Below are records to be output exactly, every one of them.

_____

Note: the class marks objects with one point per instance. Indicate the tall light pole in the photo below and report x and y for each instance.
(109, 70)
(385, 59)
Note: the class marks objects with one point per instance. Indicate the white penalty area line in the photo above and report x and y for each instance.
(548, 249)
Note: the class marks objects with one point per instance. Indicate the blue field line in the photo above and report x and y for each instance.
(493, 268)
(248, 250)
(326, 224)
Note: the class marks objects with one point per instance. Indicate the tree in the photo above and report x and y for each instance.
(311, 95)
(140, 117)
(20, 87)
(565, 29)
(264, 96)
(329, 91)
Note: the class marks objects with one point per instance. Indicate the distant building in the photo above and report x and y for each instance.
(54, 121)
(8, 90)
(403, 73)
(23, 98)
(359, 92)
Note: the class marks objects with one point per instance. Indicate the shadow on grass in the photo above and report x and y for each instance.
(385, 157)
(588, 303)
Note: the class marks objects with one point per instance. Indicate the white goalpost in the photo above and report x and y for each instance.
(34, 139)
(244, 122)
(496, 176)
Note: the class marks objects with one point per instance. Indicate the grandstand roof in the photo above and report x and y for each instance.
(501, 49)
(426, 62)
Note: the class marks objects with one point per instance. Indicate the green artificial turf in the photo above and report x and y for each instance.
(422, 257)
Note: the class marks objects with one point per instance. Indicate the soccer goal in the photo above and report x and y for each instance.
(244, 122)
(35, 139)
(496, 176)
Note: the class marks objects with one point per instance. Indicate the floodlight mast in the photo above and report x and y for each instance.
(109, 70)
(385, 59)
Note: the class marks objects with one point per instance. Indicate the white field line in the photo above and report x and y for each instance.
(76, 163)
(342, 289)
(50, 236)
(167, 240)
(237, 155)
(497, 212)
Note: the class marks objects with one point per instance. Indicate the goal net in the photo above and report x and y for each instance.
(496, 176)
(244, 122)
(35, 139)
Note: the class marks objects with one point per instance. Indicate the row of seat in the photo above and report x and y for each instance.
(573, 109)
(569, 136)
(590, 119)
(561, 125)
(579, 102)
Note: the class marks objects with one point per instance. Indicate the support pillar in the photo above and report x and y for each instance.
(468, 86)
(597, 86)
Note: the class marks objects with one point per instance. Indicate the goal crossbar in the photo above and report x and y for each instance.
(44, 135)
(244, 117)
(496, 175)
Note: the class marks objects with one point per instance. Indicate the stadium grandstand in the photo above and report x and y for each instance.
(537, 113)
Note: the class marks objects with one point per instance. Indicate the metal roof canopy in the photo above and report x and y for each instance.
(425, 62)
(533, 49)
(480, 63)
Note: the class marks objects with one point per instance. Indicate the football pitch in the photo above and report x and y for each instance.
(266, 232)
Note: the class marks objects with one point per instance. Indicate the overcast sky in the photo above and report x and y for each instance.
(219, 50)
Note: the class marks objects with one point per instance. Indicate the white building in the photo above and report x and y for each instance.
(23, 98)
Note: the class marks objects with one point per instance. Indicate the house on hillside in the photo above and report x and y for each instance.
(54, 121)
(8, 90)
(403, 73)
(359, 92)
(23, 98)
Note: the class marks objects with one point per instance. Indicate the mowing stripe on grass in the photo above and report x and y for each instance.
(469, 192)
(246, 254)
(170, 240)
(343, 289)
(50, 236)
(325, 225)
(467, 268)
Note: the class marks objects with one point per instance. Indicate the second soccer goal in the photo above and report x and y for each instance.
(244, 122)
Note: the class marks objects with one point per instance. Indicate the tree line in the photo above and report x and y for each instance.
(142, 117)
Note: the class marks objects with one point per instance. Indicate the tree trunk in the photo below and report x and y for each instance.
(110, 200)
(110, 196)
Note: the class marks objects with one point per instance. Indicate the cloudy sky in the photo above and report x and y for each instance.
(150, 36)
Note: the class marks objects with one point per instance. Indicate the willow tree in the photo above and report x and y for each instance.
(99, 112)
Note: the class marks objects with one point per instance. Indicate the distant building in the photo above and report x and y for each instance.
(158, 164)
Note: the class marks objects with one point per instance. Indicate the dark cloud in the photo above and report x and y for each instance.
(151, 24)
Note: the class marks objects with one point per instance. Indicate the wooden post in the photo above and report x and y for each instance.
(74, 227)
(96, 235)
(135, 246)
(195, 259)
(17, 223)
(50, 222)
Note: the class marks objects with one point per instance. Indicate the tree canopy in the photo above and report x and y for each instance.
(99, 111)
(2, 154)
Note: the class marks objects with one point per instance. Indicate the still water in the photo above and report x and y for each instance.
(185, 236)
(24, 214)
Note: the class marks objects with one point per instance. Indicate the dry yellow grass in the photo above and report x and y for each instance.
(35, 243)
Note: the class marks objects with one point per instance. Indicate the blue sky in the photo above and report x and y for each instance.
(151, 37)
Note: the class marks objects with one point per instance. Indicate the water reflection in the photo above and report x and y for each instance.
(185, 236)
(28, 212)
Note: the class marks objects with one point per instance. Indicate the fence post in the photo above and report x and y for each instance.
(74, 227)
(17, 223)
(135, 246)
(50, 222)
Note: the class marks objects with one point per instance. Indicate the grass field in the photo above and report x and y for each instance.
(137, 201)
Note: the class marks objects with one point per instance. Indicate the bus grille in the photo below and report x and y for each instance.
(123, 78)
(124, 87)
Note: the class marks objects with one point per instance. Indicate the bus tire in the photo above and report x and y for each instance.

_____

* **Answer box**
Note: the class marks objects with one point per instance. Indicate the tall light pole in the photo below and report x and y for each instance.
(109, 70)
(385, 59)
Note: the class marks objects with one point per instance. Indicate the white penalty area line in the photo above and report x and y for each instance.
(548, 249)
Note: the class marks objects with one point per instance. Indicate the blue field line in the photo above and report x and y for each instance.
(493, 268)
(248, 250)
(326, 224)
Note: the class marks objects with one point per instance. Indicate the tree in the photo above and report x and y for each instance.
(311, 95)
(140, 117)
(20, 87)
(565, 29)
(264, 96)
(329, 91)
Note: the class marks objects with one point per instance. Indicate the distant building in the photo above and report x and y for each instance.
(54, 121)
(8, 90)
(403, 73)
(23, 98)
(359, 92)
Note: the class marks objects with one point per instance. Indicate the shadow on grass in the photo above and report x and y for each instance.
(385, 157)
(588, 303)
Note: the class marks objects with one point per instance. Indicate the white goalpost in the photo above and report x and y for each instance.
(34, 139)
(244, 122)
(496, 176)
Note: the class marks objects with one point per instance. Indicate the grandstand roof in the photo above and report x and y for each instance.
(501, 49)
(426, 62)
Note: the class marks objects with one point per instance. Indicate the green artificial turf in the photo above and report x and y for each instance.
(422, 257)
Note: the class marks objects with one point per instance. Indicate the soccer goal in the photo above and report x and y for each instance.
(244, 122)
(35, 139)
(496, 176)
Note: the class marks objects with one point per instance. Indicate the floodlight mast in the photo above and report x and y for each instance.
(109, 70)
(385, 59)
Note: the class marks objects with one point per instance. Indicate the white field line in the photo above and report x and y for each instance.
(76, 163)
(342, 289)
(50, 236)
(167, 240)
(237, 155)
(497, 212)
Note: the class marks objects with one point per instance. Indicate the goal net in the photo above and report x and y for each instance.
(496, 176)
(244, 122)
(35, 139)
Note: the class marks objects with one point per instance. Indicate the row of seat in the photo above and report x and y for each instance.
(573, 109)
(569, 136)
(590, 119)
(561, 125)
(579, 102)
Note: the class marks objects with one point per instance. Indicate the support pillar in the photo above and report x and y for each instance.
(468, 86)
(597, 86)
Note: the class marks objects with one point per instance. Indicate the goal crossbar in the photo above and report x and y for each instance.
(44, 135)
(244, 117)
(496, 175)
Note: the class marks objects with one point per instance. Indicate the stadium grandstand in the photo above and report x and y for each instance.
(537, 113)
Note: the class marks objects with one point per instance. Indicate the metal roof canopy in the photo above and report x and y for each instance.
(425, 62)
(533, 49)
(480, 63)
Note: the class marks objects with one point per instance. Indicate the football pitch in the photo above and report x and y for each instance.
(266, 232)
Note: the class marks objects with one point per instance. Indicate the overcast sky in the photo above and report x and y for each instance.
(219, 50)
Note: the class marks objects with one point per instance. Indicate the white building in the photo above and report x and y for each instance.
(23, 98)
Note: the class marks objects with one point per instance. Indicate the house on hillside in the photo above and report x and y for each instance.
(54, 121)
(8, 90)
(403, 73)
(359, 92)
(23, 98)
Note: the class marks objects with one point per instance. Indicate the mowing stripe on grass in the photo above and report x and y for each instance.
(469, 192)
(246, 254)
(170, 240)
(343, 289)
(50, 236)
(325, 225)
(467, 268)
Note: the class marks objects with one point per instance. Indicate the second soccer goal in the photo above and report x and y for each instance.
(244, 122)
Note: the class marks objects with one point per instance. Indicate the tree line in the photo above and report x and y for each instance.
(142, 117)
Note: the class marks objects with one point per instance. Indicate the tree trunk in the photo below and report x and y for each instance.
(110, 200)
(110, 196)
Note: the class marks objects with one point per instance. Indicate the cloudy sky in the photo above and report x and y for each instance.
(150, 36)
Note: the class marks objects with one point per instance. Indicate the willow tree in the photo above and report x and y for each instance.
(99, 112)
Note: the class marks objects with one point per instance. Indicate the distant building in the photo above and report x and y for each instance.
(158, 164)
Note: the class marks objects with one point per instance. Indicate the dark cloud in the photo above and report x and y for each instance.
(151, 24)
Note: the class marks objects with one point per instance. Indicate the wooden post in the photo above and report x and y for each instance.
(74, 227)
(96, 235)
(135, 246)
(195, 259)
(17, 223)
(50, 222)
Note: the class marks objects with one point per instance. Indicate the tree canopy in the photo above and report x and y for each instance.
(99, 111)
(2, 154)
Note: the class marks objects with one point per instance. Indicate the still water in the photo above and report x and y for each instance.
(185, 236)
(24, 214)
Note: the class marks objects with one point per instance. Indicate the dry yellow grass in the photo above and report x and y for each instance.
(35, 243)
Note: the class marks objects with one point per instance. Indicate the blue sky in the photo above and report x and y for each instance.
(151, 37)
Note: the class marks objects with one point per instance. Indicate the water reflection in the photo above and report x and y for each instance.
(185, 236)
(28, 212)
Note: the class marks objects with one point per instance. Indicate the fence post in the photo above and report x and y for each instance.
(74, 227)
(17, 223)
(135, 246)
(50, 222)
Note: the class marks objects with one point per instance. Indicate the grass field in the photo above and report x and y for each instance.
(137, 201)
Note: the class marks objects with one point per instance. Indicate the bus grille in the photo below and report x and y for each instance.
(123, 78)
(124, 87)
Note: the class marks objects with one point per instance. Indicate the bus tire in the photo above and report x and y for each instance.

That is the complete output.